[Brief]: Copy out every line in the data below that contains the string "positive".

[Excerpted data]:
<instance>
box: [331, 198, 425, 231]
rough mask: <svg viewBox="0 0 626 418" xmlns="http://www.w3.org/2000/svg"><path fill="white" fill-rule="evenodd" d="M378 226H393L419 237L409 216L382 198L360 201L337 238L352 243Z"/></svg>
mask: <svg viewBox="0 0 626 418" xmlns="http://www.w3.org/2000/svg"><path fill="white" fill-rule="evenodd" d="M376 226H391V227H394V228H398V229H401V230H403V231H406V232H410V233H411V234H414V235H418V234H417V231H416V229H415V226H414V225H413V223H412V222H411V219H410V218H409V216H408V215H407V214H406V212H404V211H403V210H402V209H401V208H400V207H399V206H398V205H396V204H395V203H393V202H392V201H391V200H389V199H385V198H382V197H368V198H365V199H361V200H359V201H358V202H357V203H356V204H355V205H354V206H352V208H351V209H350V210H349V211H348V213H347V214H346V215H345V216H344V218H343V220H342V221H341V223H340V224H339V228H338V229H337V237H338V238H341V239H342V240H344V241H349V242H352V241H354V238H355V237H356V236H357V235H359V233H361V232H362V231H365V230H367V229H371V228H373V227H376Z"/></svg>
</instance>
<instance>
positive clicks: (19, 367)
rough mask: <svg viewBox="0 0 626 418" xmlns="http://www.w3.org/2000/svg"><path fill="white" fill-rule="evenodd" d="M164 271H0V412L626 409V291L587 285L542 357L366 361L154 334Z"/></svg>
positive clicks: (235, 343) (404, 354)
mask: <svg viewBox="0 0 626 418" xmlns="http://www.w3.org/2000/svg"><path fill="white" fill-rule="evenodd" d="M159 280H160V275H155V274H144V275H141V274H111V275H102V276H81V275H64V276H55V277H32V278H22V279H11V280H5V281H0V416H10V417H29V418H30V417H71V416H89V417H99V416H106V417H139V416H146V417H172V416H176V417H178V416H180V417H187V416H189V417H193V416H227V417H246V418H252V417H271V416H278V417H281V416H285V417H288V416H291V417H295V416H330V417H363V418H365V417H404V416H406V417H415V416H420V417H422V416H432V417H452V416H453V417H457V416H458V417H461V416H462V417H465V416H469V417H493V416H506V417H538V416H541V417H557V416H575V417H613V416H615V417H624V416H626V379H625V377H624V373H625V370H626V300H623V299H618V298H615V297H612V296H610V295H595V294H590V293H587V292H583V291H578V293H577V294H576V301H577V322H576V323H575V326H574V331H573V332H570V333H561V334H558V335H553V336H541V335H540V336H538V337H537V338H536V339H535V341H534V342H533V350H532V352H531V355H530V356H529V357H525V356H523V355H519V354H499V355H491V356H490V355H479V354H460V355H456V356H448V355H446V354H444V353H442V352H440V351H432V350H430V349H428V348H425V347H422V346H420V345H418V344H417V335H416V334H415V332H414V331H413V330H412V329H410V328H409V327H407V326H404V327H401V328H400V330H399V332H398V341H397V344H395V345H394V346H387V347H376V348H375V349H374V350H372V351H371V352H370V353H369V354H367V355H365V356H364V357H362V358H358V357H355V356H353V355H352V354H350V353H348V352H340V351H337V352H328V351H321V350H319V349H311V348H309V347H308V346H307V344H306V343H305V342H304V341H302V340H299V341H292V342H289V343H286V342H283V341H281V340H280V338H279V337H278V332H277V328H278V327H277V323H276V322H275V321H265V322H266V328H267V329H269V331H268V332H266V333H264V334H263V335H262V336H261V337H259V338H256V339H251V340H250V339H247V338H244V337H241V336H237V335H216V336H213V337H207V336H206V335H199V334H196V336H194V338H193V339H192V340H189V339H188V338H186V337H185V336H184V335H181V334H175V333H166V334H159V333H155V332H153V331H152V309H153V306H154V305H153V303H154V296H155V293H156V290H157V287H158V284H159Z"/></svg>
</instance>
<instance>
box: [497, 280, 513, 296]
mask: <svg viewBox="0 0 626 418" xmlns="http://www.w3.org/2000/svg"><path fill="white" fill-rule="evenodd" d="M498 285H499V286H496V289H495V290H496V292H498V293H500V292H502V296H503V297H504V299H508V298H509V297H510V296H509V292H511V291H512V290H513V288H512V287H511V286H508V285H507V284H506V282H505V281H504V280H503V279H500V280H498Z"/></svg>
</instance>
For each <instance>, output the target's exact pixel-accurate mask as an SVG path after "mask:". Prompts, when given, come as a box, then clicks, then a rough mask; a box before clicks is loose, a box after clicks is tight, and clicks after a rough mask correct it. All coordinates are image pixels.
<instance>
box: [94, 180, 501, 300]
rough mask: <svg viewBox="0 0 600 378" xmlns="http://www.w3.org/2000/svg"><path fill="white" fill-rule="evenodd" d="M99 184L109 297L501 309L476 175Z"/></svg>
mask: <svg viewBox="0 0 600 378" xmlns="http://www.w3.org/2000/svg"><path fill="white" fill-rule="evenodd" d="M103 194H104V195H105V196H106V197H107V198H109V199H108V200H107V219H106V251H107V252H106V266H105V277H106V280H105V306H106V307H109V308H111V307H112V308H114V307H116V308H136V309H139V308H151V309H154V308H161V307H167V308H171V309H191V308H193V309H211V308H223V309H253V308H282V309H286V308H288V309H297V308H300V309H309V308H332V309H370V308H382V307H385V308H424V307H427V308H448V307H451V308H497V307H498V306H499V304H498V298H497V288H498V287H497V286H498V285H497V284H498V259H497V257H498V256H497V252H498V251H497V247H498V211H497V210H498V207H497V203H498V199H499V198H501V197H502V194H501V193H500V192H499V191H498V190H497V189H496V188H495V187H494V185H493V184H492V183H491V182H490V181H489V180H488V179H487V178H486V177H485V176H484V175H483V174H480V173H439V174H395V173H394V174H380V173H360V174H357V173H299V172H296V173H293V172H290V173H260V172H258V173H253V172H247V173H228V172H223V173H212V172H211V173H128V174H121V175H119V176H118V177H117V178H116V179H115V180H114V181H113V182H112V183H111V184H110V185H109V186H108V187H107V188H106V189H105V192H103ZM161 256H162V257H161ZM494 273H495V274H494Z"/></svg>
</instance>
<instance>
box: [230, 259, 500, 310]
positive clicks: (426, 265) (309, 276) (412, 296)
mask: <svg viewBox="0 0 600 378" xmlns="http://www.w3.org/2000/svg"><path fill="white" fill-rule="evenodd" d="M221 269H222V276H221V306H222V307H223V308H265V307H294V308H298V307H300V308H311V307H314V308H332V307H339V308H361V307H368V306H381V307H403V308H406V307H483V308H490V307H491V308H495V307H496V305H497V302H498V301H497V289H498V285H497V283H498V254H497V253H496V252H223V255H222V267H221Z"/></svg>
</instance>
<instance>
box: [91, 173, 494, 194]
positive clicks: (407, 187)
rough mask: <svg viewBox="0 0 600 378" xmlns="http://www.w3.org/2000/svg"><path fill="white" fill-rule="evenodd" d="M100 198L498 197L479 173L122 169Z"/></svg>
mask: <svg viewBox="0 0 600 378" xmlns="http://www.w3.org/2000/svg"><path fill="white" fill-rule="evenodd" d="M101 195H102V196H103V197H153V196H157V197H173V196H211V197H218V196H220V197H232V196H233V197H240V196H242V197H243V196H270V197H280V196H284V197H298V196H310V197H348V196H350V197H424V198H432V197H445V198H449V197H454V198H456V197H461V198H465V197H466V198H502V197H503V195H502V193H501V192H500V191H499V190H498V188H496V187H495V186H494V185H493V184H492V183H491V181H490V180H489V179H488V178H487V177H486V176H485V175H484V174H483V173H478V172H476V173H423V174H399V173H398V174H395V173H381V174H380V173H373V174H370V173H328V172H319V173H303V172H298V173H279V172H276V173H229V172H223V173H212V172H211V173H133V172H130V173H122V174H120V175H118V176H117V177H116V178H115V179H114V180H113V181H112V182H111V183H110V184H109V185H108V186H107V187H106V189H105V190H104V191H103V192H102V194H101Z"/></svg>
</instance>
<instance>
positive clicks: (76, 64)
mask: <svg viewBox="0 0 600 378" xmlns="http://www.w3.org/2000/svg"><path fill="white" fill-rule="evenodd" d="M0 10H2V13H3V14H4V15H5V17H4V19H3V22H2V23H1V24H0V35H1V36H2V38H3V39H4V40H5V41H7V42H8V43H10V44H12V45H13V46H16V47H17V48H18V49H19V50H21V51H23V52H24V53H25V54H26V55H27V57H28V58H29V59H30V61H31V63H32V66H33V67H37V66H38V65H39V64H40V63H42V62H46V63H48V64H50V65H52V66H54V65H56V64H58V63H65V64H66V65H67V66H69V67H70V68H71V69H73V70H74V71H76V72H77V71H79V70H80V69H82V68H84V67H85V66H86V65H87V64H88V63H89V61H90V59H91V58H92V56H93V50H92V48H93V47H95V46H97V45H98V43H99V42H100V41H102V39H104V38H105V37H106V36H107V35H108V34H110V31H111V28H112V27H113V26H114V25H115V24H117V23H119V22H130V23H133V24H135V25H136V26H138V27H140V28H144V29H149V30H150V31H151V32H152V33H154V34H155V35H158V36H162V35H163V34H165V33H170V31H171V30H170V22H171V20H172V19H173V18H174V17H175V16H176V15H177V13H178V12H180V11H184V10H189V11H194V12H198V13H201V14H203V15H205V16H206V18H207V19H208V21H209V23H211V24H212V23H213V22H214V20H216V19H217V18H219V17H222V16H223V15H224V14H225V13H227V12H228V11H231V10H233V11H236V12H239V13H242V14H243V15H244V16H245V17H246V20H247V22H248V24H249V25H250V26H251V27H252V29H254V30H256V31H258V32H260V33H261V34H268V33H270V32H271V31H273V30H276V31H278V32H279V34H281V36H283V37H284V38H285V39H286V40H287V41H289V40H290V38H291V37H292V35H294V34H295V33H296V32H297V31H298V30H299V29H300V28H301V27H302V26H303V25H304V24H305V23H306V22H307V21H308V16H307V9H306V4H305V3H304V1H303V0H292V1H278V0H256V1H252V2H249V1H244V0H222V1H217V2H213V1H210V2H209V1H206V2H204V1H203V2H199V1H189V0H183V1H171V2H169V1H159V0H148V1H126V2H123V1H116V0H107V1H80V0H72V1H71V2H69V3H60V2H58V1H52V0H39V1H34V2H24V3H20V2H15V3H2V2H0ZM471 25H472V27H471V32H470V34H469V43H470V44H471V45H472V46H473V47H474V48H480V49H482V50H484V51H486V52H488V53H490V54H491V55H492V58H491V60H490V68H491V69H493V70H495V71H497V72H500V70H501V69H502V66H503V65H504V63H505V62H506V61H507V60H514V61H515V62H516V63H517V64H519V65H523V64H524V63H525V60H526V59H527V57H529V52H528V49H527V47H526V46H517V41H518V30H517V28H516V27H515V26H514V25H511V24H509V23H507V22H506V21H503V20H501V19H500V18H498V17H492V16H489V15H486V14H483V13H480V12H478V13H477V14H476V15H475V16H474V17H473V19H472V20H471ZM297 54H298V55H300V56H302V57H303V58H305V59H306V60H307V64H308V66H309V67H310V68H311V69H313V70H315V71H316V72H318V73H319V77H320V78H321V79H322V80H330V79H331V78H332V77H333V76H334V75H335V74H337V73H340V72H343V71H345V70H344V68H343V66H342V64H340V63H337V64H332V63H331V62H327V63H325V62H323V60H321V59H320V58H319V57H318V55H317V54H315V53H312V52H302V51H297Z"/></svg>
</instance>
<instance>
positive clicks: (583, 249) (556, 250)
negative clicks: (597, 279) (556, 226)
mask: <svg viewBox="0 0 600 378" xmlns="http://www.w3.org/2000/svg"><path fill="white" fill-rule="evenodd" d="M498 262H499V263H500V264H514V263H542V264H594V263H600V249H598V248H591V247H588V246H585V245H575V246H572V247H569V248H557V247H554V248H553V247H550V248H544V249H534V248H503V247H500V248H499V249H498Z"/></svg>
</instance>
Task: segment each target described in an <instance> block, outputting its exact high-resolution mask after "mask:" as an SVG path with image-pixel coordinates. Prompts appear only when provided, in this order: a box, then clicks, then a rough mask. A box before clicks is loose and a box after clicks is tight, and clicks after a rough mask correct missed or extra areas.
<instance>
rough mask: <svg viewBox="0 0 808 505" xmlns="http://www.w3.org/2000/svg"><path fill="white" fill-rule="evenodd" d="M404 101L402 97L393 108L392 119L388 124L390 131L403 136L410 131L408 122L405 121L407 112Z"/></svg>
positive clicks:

[Answer box]:
positive clicks: (19, 367)
positive clicks: (235, 343) (404, 354)
positive clicks: (426, 265) (309, 276) (412, 296)
positive clicks: (407, 187)
positive clicks: (76, 64)
positive clicks: (583, 249) (556, 250)
positive clicks:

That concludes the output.